# French Trimmed Loin of Lamb with sausages



## Bolas De Fraile (May 2, 2011)

I am still on a restricted calorie intake so I trimmed the fat of the loin, I covered the bones with foil to stop them burning, I coated them in  a light rub of salt, pepper, garlic and onion powder and grilled them to medium served with mint sauce. The sausages were bought pork and apple, the salad was mixed lettuce,toms,cucs,Greek basil, red onion dressed in calorie reduced honey and mustard dressing. 
The weather is good again today so we are having a BBQ dinner party tonight.


----------



## taxlady (May 2, 2011)

You're making me hungry.


----------



## Bolas De Fraile (May 2, 2011)

Tax mate, tonight my wife is preparing the food for the grill, its workers day so we are having  Feta stuffed Pljeskavica (serbian burgers) Cevapcici (beef,pork,veal patties) served with Lepinja rolls, if I am lucky I will grill some belly pork. The smoked trout will be our starter
PS I will be making Gravlax this week.


----------



## taxlady (May 2, 2011)

Bolas De Fraile said:


> Tax mate, tonight my wife is preparing the food for the grill, its workers day so we are having  Feta stuffed Pljeskavica (serbian burgers) Cevapcici (beef,pork,veal patties) served with Lepinja rolls, if I am lucky I will grill some belly pork. The smoked trout will be our starter
> PS I will be making Gravlax this week.



Gravlax is a funny, hibred way to spell it, to me.

Gravad lax (Swedish), graved or gravad laks (Danish), gravlaks (Norwegian), graflax (Icelandic).

__Exercise a__.
Answer these questions from the thread, one per line:
(i) What kind of sausages were served with the lamb?
(ii) What dish is named as the starter for the workers' day meal?
(iii) How is the Icelandic name of the cured fish spelled?
The forum thread above and the records after it are unrelated material.

__Records for the task__.

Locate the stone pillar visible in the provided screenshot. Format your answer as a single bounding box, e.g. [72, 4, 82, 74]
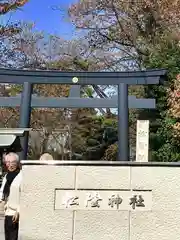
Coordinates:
[20, 161, 180, 240]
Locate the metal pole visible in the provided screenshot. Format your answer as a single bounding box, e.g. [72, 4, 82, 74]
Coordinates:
[118, 83, 129, 161]
[19, 82, 32, 160]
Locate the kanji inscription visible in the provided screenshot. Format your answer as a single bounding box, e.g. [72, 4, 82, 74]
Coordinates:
[55, 189, 152, 211]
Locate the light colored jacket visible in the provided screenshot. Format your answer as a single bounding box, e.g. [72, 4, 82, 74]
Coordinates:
[0, 171, 22, 216]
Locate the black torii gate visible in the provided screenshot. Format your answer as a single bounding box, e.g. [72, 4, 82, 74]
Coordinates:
[0, 69, 166, 161]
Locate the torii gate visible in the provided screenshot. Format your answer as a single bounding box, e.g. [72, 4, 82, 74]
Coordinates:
[0, 69, 166, 161]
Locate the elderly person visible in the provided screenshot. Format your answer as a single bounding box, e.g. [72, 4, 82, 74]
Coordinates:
[0, 153, 22, 240]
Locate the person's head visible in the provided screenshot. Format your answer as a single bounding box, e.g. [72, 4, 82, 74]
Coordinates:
[4, 152, 20, 172]
[39, 153, 54, 161]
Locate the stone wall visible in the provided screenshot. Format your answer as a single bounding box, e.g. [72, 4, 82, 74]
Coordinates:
[20, 162, 180, 240]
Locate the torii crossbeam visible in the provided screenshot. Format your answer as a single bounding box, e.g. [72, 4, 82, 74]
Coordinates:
[0, 69, 166, 161]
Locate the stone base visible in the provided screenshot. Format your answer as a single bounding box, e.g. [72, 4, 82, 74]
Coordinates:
[20, 162, 180, 240]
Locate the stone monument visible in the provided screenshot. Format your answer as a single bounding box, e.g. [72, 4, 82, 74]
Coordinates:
[20, 161, 180, 240]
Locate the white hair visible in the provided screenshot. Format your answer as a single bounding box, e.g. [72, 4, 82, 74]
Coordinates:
[4, 152, 20, 163]
[39, 153, 54, 161]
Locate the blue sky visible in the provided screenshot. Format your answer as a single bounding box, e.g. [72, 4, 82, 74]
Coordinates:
[1, 0, 77, 39]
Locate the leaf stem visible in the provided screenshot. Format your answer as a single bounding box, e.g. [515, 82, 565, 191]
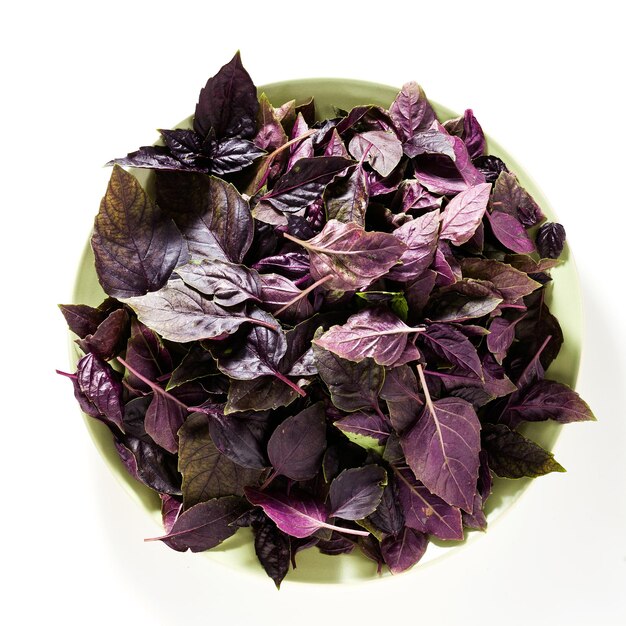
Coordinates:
[117, 356, 189, 411]
[274, 274, 332, 315]
[274, 370, 306, 398]
[417, 363, 436, 415]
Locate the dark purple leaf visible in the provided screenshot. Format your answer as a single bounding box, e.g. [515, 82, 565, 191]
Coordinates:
[267, 403, 326, 480]
[389, 210, 439, 282]
[254, 521, 291, 589]
[500, 379, 595, 424]
[150, 496, 247, 552]
[482, 424, 565, 478]
[259, 274, 313, 323]
[115, 436, 181, 496]
[329, 465, 387, 520]
[440, 183, 491, 246]
[414, 137, 485, 195]
[91, 165, 183, 298]
[314, 308, 421, 366]
[76, 309, 129, 361]
[157, 173, 254, 263]
[254, 93, 287, 150]
[324, 166, 369, 227]
[400, 398, 480, 512]
[491, 168, 545, 227]
[178, 413, 263, 509]
[474, 154, 509, 183]
[313, 343, 385, 411]
[193, 52, 259, 139]
[288, 220, 406, 291]
[348, 130, 402, 176]
[76, 354, 124, 432]
[159, 493, 183, 533]
[124, 280, 266, 343]
[461, 258, 541, 303]
[420, 324, 483, 379]
[396, 466, 464, 541]
[380, 365, 423, 435]
[335, 411, 389, 452]
[263, 157, 354, 213]
[389, 82, 436, 140]
[380, 528, 428, 574]
[535, 222, 565, 259]
[176, 259, 261, 306]
[486, 210, 535, 254]
[403, 122, 456, 161]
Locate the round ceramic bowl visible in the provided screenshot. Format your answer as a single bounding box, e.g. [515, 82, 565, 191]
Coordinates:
[71, 78, 582, 583]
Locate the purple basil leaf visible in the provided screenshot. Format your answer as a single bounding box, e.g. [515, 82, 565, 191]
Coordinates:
[348, 130, 402, 176]
[202, 405, 269, 469]
[440, 183, 491, 246]
[145, 391, 188, 453]
[500, 379, 595, 424]
[246, 488, 327, 539]
[252, 250, 310, 279]
[313, 343, 385, 411]
[207, 138, 265, 176]
[420, 324, 483, 379]
[426, 278, 502, 322]
[380, 365, 423, 434]
[413, 137, 485, 195]
[461, 258, 541, 303]
[254, 93, 287, 150]
[263, 157, 354, 213]
[157, 173, 254, 263]
[254, 520, 291, 589]
[334, 411, 389, 452]
[91, 165, 183, 298]
[367, 475, 404, 535]
[176, 259, 261, 306]
[288, 220, 406, 291]
[324, 166, 369, 227]
[224, 376, 299, 414]
[314, 308, 420, 366]
[124, 280, 266, 343]
[59, 298, 121, 339]
[76, 354, 124, 432]
[329, 465, 387, 520]
[380, 528, 428, 574]
[535, 222, 565, 259]
[115, 436, 181, 496]
[76, 309, 129, 361]
[400, 398, 480, 512]
[159, 493, 183, 533]
[389, 210, 439, 282]
[324, 128, 350, 158]
[259, 274, 313, 323]
[396, 466, 464, 541]
[267, 403, 326, 480]
[178, 413, 264, 509]
[154, 496, 247, 552]
[486, 210, 535, 254]
[483, 424, 565, 478]
[403, 122, 456, 161]
[193, 52, 259, 139]
[389, 82, 436, 140]
[491, 171, 545, 228]
[444, 109, 486, 160]
[124, 319, 172, 391]
[287, 113, 314, 172]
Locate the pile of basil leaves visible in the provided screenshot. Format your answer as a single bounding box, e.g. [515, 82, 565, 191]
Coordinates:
[61, 54, 593, 586]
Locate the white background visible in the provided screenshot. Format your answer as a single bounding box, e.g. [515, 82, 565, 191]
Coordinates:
[0, 0, 626, 626]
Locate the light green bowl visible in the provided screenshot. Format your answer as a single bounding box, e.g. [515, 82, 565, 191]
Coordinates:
[71, 78, 582, 583]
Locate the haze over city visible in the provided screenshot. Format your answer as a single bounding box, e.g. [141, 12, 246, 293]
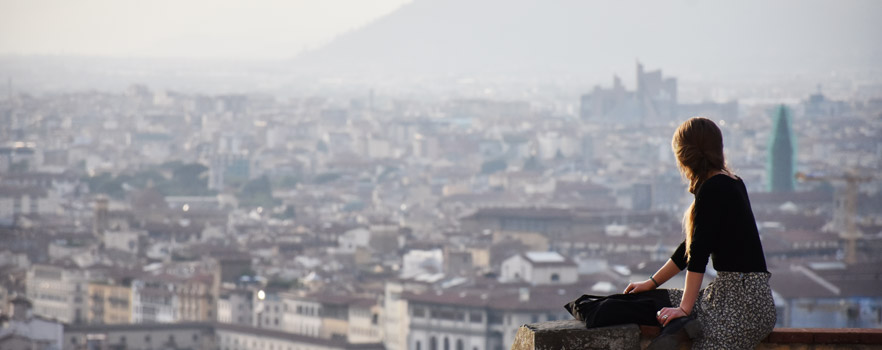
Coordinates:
[0, 0, 882, 350]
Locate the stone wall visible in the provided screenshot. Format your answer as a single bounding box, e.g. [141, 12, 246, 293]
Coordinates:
[511, 320, 882, 350]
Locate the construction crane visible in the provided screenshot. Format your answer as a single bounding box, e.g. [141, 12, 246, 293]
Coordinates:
[796, 170, 873, 264]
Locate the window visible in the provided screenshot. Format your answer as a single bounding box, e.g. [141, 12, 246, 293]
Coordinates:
[413, 307, 426, 317]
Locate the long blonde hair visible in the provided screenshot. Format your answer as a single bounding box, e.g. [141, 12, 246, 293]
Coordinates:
[671, 117, 731, 260]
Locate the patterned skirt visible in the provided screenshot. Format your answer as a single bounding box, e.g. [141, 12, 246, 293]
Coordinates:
[668, 271, 776, 349]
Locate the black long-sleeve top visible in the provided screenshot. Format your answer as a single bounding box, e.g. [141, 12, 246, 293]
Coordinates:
[671, 174, 768, 273]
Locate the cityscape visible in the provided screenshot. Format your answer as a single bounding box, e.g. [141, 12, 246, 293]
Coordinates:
[0, 0, 882, 350]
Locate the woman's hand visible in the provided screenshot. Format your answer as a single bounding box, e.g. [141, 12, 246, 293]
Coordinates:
[655, 307, 688, 327]
[622, 280, 655, 294]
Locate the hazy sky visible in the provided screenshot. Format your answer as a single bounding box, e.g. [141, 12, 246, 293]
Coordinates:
[0, 0, 410, 59]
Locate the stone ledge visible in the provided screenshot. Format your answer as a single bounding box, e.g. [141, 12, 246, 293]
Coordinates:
[511, 320, 640, 350]
[512, 320, 882, 350]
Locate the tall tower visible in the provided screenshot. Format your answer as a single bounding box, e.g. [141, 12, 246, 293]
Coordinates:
[766, 105, 796, 192]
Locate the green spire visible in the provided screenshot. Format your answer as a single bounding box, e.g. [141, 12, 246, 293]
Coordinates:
[767, 105, 796, 192]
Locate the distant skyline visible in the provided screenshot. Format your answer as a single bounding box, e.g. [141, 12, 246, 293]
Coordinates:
[0, 0, 410, 60]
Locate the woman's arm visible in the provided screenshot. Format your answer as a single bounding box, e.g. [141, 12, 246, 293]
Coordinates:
[656, 271, 704, 327]
[680, 271, 704, 315]
[622, 259, 680, 294]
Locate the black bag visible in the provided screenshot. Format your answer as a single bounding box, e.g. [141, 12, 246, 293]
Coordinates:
[564, 289, 672, 328]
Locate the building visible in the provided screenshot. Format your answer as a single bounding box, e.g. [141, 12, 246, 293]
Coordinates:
[0, 297, 63, 350]
[402, 284, 585, 350]
[132, 274, 217, 323]
[771, 261, 882, 328]
[0, 185, 61, 226]
[278, 293, 383, 344]
[27, 264, 102, 324]
[579, 62, 678, 124]
[217, 287, 257, 326]
[88, 280, 132, 324]
[766, 105, 796, 192]
[62, 322, 384, 350]
[500, 252, 579, 285]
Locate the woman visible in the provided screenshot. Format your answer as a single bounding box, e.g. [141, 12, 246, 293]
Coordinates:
[624, 118, 776, 349]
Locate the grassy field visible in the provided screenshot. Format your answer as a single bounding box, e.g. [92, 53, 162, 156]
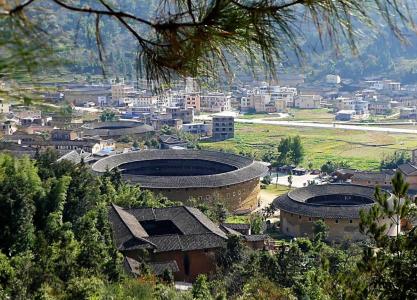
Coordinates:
[282, 108, 334, 123]
[266, 183, 290, 196]
[239, 108, 334, 123]
[200, 123, 417, 170]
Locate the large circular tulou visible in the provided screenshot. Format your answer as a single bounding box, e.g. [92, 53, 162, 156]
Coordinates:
[92, 150, 268, 211]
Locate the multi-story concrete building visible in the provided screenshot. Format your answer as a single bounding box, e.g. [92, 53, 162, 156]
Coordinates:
[185, 93, 201, 112]
[212, 116, 235, 141]
[249, 94, 271, 113]
[64, 86, 111, 106]
[294, 95, 322, 109]
[200, 92, 231, 112]
[151, 119, 182, 131]
[166, 107, 194, 124]
[240, 97, 255, 112]
[182, 123, 212, 136]
[132, 94, 158, 107]
[51, 129, 78, 141]
[334, 97, 355, 111]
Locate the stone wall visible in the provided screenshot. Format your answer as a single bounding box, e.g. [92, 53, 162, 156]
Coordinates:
[150, 178, 260, 212]
[280, 210, 364, 241]
[124, 249, 216, 282]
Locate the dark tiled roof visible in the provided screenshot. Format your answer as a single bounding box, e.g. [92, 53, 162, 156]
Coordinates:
[159, 135, 187, 144]
[92, 149, 268, 189]
[273, 184, 390, 219]
[57, 150, 91, 164]
[352, 171, 394, 182]
[150, 260, 180, 275]
[220, 224, 242, 236]
[110, 205, 227, 252]
[223, 223, 250, 230]
[243, 234, 268, 242]
[398, 163, 417, 175]
[109, 204, 156, 250]
[83, 121, 154, 137]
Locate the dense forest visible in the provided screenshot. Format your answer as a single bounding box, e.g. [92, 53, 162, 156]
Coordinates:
[0, 151, 417, 299]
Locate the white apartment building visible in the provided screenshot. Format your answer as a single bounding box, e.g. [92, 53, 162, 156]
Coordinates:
[200, 92, 231, 112]
[111, 83, 135, 101]
[132, 95, 158, 107]
[240, 97, 255, 111]
[182, 123, 212, 136]
[334, 97, 355, 111]
[271, 86, 298, 107]
[249, 94, 271, 112]
[294, 95, 322, 109]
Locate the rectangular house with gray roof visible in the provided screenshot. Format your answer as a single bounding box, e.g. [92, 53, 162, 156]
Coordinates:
[109, 204, 227, 281]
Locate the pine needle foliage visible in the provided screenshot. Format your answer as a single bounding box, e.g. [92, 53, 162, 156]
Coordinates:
[0, 0, 414, 83]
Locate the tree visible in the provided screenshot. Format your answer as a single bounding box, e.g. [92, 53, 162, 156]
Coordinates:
[262, 175, 272, 185]
[290, 135, 304, 166]
[191, 274, 212, 300]
[277, 136, 304, 165]
[379, 151, 410, 170]
[356, 172, 417, 299]
[313, 220, 329, 241]
[287, 174, 292, 189]
[132, 140, 139, 150]
[161, 125, 174, 135]
[0, 0, 412, 82]
[250, 213, 265, 234]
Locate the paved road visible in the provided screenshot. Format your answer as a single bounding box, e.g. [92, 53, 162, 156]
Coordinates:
[235, 119, 417, 134]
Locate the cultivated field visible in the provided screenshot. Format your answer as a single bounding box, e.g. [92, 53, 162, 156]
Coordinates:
[200, 123, 417, 170]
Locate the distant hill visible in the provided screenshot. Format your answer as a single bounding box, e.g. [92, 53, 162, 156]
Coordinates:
[33, 0, 417, 83]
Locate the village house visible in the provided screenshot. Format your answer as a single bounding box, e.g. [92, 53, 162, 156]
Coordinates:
[185, 93, 201, 113]
[182, 123, 212, 136]
[200, 92, 231, 112]
[109, 204, 227, 282]
[294, 95, 323, 109]
[212, 116, 235, 141]
[64, 86, 111, 106]
[0, 99, 10, 114]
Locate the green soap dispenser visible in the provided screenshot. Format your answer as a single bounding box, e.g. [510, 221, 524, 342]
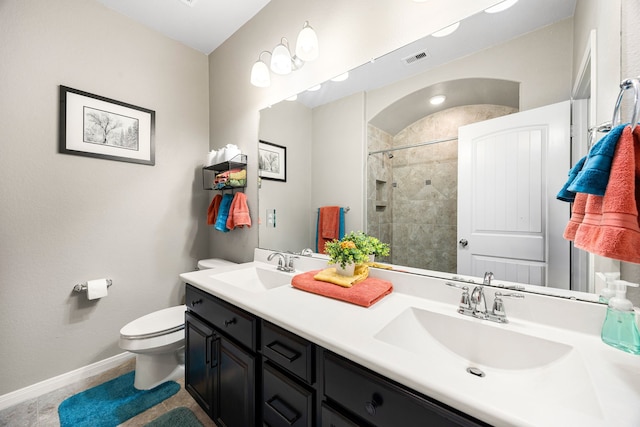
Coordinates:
[601, 280, 640, 354]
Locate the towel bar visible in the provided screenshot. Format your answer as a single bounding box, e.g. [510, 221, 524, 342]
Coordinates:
[73, 279, 113, 292]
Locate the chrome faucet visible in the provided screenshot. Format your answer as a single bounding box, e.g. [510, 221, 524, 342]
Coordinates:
[267, 252, 297, 273]
[446, 272, 524, 323]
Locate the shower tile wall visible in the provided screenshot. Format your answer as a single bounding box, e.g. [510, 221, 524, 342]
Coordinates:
[367, 105, 517, 273]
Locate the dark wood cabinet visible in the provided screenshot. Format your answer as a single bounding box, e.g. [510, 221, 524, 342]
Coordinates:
[185, 285, 258, 427]
[185, 284, 487, 427]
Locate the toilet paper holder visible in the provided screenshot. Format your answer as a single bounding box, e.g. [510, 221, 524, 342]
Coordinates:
[73, 279, 113, 292]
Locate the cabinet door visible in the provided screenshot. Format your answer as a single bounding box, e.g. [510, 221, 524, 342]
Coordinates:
[185, 313, 215, 415]
[213, 335, 256, 427]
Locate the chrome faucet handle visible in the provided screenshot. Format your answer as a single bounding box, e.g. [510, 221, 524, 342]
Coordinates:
[482, 271, 493, 286]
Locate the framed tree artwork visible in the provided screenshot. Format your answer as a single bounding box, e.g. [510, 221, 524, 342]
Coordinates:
[59, 86, 156, 166]
[258, 140, 287, 182]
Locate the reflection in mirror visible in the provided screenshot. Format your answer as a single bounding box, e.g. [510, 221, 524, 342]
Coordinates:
[259, 0, 617, 302]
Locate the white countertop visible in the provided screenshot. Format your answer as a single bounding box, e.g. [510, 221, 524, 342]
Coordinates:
[180, 250, 640, 427]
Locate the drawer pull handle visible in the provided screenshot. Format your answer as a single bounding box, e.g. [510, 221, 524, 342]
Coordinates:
[364, 393, 382, 416]
[267, 341, 300, 363]
[267, 395, 300, 426]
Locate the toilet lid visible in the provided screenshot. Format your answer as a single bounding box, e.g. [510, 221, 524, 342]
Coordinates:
[120, 305, 186, 339]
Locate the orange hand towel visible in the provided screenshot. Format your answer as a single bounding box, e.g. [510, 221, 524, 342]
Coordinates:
[207, 194, 222, 225]
[575, 126, 640, 264]
[291, 270, 393, 307]
[227, 193, 251, 230]
[317, 206, 340, 254]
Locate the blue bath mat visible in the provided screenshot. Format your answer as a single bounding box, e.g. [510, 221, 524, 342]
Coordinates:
[58, 371, 180, 427]
[145, 407, 203, 427]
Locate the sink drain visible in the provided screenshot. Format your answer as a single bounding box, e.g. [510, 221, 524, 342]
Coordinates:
[467, 366, 485, 378]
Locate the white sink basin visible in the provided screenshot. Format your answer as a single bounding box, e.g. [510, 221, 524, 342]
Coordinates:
[375, 307, 572, 370]
[210, 265, 293, 292]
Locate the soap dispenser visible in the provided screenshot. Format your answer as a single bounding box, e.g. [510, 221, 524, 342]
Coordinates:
[601, 280, 640, 354]
[596, 272, 620, 304]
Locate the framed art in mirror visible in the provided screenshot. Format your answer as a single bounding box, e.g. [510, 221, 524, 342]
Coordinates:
[258, 140, 287, 182]
[59, 86, 156, 166]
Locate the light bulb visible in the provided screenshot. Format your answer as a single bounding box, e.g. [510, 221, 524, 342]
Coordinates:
[296, 21, 319, 61]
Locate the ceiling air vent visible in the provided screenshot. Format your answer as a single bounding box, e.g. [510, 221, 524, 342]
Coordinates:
[402, 50, 431, 65]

__Exercise b__. In the records, take the part that opens with the line containing "Locate the window" and closes with the line containing "[0, 0, 410, 59]", and change every "provided" in it to "supplied", keeping everything else the same. Return only that part.

__Correct result a__.
(i) Bought pork and apple sausages.
(ii) Smoked trout.
(iii) Graflax.

__Correct result b__.
Locate the window visible in the supplied screenshot. Format your answer as a single bounding box, e.g. [141, 12, 246, 293]
Coordinates:
[413, 307, 426, 317]
Locate the long blonde hair visible in the supplied screenshot. Format your answer as a single bounding box, e.g. [141, 12, 246, 293]
Coordinates:
[671, 117, 731, 260]
Locate the patterned skirt visible in the supplied screenshot. Format your answer as a single bounding box, e.g. [141, 12, 246, 293]
Coordinates:
[668, 271, 776, 349]
Locate the black long-sleeve top visible in the supplied screenshot. Format your answer as a single bounding box, e.g. [141, 12, 246, 293]
Coordinates:
[671, 174, 768, 273]
Locate the cityscape visible in the supplied screenshot. Format your answer as a single bounding box, e.g. [141, 12, 246, 293]
Coordinates:
[0, 0, 882, 350]
Locate the woman's hand visible in the supplied screenshot. Format your answer as a single bounding box, e.g. [141, 12, 246, 293]
Coordinates:
[655, 307, 688, 327]
[622, 280, 655, 294]
Locate the hazy sky visible in the supplied screenshot. Format your answer as a single bounding box, e.g. [141, 12, 246, 293]
Coordinates:
[0, 0, 410, 59]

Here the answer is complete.